Stated task: Reproduce, unchanged, the lines of the rows below between the line holding "Give the mask of every instance of the dense" and the line holding "[(122, 104), (26, 191), (245, 191), (141, 97)]", inclusive.

Entries supplied:

'''

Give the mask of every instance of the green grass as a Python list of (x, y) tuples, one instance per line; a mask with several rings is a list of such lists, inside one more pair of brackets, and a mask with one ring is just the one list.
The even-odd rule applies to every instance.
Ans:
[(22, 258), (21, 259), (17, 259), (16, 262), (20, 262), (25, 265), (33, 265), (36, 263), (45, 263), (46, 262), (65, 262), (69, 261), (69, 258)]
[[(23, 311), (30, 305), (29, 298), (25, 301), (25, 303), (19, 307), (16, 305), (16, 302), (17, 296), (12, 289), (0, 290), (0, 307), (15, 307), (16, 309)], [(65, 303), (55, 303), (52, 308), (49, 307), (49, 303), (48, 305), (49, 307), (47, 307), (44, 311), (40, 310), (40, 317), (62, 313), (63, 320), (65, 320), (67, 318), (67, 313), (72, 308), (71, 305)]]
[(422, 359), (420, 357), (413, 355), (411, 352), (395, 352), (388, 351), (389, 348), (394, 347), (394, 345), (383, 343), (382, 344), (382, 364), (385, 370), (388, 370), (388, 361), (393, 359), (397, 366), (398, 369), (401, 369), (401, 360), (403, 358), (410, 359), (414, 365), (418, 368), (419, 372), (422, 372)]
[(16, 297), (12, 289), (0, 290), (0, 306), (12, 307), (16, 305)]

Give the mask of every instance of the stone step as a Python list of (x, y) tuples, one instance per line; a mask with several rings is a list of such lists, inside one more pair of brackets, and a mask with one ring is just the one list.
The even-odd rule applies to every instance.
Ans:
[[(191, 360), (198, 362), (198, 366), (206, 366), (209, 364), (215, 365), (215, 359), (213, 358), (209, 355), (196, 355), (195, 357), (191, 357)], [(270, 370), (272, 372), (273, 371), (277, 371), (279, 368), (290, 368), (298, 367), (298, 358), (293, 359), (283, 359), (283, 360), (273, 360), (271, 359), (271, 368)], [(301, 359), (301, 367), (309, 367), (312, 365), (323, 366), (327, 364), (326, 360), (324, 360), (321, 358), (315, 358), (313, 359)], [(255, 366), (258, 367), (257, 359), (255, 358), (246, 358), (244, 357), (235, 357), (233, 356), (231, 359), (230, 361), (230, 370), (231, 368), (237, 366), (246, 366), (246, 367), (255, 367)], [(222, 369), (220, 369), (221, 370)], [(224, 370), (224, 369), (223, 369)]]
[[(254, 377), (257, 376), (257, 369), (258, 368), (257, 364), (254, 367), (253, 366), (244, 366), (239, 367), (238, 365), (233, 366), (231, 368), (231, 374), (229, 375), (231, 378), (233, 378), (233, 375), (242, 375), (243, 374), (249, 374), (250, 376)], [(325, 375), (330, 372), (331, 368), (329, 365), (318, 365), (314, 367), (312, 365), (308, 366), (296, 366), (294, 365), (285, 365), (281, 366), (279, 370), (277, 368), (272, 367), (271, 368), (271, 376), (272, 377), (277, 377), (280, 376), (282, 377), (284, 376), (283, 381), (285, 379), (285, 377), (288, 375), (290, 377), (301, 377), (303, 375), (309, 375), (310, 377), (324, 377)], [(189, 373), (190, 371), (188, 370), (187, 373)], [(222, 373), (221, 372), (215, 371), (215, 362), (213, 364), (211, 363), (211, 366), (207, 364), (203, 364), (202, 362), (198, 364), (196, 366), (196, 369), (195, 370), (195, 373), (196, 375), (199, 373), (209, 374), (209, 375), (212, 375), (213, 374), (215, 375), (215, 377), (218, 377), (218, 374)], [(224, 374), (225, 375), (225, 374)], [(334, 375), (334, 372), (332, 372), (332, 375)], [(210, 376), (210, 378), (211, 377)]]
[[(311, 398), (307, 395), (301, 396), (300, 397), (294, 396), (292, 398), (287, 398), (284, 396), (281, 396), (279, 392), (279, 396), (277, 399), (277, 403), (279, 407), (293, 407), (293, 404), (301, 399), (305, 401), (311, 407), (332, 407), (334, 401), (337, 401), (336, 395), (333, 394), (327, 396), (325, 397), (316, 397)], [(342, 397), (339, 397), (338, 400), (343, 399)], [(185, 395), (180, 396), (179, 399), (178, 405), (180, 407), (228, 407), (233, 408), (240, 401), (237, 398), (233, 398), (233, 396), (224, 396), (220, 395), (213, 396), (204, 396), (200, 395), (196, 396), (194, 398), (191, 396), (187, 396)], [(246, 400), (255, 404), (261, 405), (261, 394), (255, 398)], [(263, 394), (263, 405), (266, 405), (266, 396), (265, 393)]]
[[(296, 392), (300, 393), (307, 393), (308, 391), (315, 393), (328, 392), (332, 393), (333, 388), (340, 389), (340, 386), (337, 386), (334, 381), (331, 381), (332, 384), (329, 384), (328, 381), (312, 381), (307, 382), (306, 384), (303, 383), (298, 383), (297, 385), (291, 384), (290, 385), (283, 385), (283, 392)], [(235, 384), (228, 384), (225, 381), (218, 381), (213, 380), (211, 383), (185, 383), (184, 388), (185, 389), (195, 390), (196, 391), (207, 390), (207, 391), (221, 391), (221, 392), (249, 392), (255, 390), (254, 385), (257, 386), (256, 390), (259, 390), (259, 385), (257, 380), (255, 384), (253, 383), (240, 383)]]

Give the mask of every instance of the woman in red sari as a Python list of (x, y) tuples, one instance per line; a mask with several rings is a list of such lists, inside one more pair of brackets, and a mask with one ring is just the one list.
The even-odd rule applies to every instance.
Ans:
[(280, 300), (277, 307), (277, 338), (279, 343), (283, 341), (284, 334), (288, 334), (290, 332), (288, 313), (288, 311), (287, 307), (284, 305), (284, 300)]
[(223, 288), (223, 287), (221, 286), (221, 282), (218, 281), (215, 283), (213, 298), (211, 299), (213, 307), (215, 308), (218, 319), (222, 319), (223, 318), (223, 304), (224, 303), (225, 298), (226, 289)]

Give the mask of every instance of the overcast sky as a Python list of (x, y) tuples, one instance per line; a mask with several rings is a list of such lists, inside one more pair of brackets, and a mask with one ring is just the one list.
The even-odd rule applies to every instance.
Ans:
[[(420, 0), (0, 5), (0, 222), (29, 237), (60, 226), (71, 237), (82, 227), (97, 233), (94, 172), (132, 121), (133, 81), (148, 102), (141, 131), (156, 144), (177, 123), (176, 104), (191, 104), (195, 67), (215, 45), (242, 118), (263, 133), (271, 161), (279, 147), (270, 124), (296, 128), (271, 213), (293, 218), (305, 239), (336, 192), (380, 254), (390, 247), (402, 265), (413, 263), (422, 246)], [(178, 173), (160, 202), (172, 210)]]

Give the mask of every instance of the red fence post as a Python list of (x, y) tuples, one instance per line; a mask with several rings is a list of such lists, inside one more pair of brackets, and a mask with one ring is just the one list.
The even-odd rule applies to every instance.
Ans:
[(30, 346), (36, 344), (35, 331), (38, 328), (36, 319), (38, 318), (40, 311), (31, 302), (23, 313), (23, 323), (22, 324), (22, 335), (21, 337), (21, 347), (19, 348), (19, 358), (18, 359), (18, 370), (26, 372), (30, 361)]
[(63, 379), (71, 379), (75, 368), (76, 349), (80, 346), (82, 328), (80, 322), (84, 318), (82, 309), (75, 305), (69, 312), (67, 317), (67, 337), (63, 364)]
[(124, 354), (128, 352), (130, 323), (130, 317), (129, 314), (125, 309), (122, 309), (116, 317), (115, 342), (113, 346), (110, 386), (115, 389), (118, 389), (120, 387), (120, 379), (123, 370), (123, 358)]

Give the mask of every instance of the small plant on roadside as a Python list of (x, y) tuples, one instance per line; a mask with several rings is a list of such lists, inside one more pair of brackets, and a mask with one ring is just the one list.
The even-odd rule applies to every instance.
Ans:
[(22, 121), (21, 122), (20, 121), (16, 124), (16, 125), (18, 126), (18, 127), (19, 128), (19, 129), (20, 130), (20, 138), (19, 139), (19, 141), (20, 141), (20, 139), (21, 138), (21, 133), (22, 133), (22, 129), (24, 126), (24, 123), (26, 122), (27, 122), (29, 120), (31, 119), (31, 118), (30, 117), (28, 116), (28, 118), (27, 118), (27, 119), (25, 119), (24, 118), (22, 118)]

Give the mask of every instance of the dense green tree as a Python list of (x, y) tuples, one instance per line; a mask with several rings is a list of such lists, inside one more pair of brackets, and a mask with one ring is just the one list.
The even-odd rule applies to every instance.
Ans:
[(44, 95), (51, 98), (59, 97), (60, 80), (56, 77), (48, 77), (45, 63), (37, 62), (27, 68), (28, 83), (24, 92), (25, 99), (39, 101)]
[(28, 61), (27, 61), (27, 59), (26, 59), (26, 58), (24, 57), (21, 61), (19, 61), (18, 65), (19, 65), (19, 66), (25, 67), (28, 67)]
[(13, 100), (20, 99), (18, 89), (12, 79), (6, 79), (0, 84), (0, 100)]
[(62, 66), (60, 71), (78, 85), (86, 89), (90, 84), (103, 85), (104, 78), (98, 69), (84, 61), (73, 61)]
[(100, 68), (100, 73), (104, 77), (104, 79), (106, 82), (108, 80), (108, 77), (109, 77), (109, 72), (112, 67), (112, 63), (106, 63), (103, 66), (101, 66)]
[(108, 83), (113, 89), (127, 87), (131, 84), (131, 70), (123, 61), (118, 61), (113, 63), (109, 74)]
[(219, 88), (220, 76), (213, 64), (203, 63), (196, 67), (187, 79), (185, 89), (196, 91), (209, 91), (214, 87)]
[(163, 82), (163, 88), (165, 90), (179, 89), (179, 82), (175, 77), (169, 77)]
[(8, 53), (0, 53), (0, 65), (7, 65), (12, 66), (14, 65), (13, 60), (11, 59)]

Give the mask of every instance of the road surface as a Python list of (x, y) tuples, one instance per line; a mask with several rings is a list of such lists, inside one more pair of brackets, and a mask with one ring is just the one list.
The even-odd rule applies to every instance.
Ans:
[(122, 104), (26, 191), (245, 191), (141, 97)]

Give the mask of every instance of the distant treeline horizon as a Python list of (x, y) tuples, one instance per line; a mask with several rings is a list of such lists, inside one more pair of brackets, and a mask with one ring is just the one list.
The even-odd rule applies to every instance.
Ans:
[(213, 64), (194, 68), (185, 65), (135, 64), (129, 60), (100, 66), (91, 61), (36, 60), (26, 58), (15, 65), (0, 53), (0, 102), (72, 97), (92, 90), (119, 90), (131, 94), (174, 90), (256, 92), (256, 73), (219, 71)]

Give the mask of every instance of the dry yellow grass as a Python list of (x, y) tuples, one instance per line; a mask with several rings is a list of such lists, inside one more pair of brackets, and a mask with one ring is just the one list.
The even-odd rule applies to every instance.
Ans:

'''

Exercise response:
Give the mask of every instance of the dense green tree as a Python list of (x, y) tuples, one instance per line; a mask with several rings is a list of such lists, inside one more pair of brackets, and a mask with one ring is just the one list.
The even-odd rule applies to every instance.
Ans:
[(44, 95), (51, 98), (59, 97), (60, 80), (56, 77), (48, 77), (45, 63), (37, 62), (27, 68), (28, 83), (24, 92), (25, 99), (39, 101)]
[(28, 61), (27, 61), (27, 59), (26, 59), (26, 58), (24, 57), (21, 61), (19, 61), (18, 65), (19, 65), (19, 66), (25, 67), (28, 67)]
[(13, 100), (20, 99), (18, 89), (12, 79), (6, 79), (0, 84), (0, 100)]
[(62, 66), (60, 71), (78, 85), (86, 89), (90, 84), (103, 85), (104, 78), (98, 69), (84, 61), (73, 61)]
[(100, 68), (100, 73), (104, 77), (104, 79), (106, 82), (108, 80), (108, 77), (109, 77), (109, 72), (112, 67), (112, 63), (106, 63), (103, 66), (101, 66)]
[(108, 83), (113, 89), (127, 87), (131, 84), (131, 70), (123, 61), (118, 61), (113, 63), (109, 74)]
[(219, 88), (220, 76), (213, 64), (203, 63), (196, 67), (187, 79), (185, 89), (196, 91), (209, 91), (214, 87)]
[(163, 82), (163, 88), (165, 90), (179, 89), (179, 82), (175, 77), (169, 77)]
[(8, 53), (0, 53), (0, 65), (7, 65), (12, 66), (14, 65), (13, 60), (11, 59)]

Give the mask of every instance of the road surface as a Python list of (x, y) tuples, one instance per line; a mask with several rings is a list of such lists, inside one more pair of brackets, and a mask with one ring is just the one list.
The even-odd rule applies to every instance.
Ans:
[(122, 104), (26, 191), (245, 191), (141, 97)]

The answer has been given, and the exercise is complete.